» Extract
**********
In this report, we discuss the use of a molecular imprinted polymer technology (SupelMIP™) specifically designed for the selective extraction of trace levels of clenbuterol from urine for subsequent LC-MS-MS analysis. The technique was compared against a published method using a conventional hydrophilic polymer SPE phase⁵.

Molecular Imprinted Polymers

Molecular imprinted polymers (MIPs) are a class of highly cross-linked polymer-based molecular recognition elements engineered to bind one target compound or a class of structurally related compounds with high selectivity. Selectivity is introduced during MIP synthesis in which a template molecule, designed to mimic the analyte, guides the formation of specific cavities that are sterically and chemically complementary to the target analyte(s). As a result, multiple interactions (e.g., hydrogen bonding, ionic, Van der Waals, hydrophobic) can take place between the MIP cavity and analyte functional groups (Figure 2). The strong retention offered between a MIP phase and its target analyte(s) allows for the use of exhaustive wash procedures during solid phase extraction that results in superior sample cleanup prior to analysis.

Extraction of Clenbuterol from Urine

In this study, an extraction method using SupelMIP SPE – Clenbuterol was compared against a published method using conventional hydrophilic polymer SPE phase⁵. Table 1 describes the two extraction procedures.
**********
Items excerpted from a collection
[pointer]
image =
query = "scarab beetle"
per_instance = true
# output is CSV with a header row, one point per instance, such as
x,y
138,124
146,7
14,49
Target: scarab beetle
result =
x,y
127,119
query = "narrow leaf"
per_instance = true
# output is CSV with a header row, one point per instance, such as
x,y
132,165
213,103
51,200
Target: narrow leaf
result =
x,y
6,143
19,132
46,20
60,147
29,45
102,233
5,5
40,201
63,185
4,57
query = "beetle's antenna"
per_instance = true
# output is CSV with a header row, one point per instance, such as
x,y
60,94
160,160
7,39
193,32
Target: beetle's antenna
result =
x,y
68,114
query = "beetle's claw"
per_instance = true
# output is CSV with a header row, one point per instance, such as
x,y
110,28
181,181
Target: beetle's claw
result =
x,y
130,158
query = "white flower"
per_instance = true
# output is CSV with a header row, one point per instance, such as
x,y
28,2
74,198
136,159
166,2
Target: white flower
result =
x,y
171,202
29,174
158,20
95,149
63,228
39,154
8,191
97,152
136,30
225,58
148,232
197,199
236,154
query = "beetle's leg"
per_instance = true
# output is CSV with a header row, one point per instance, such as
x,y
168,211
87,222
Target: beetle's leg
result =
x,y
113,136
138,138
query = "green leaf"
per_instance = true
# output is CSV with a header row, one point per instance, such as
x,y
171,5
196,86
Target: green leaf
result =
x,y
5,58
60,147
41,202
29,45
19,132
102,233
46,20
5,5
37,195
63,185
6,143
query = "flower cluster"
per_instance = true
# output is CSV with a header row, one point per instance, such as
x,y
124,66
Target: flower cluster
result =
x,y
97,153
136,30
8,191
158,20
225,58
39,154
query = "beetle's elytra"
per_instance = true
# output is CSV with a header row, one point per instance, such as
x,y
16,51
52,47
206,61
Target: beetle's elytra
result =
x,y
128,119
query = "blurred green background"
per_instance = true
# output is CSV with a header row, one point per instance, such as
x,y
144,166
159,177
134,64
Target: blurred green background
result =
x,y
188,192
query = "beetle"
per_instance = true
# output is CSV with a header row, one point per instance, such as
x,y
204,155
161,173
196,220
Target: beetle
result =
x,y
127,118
**********
» Work instruction
In the clenbuterol extraction text, replace "study" with "report" and write out again the part that opens with the words "In this study, an" and closes with "two extraction procedures.".

» Reply to the task
In this report, an extraction method using SupelMIP SPE – Clenbuterol was compared against a published method using conventional hydrophilic polymer SPE phase⁵. Table 1 describes the two extraction procedures.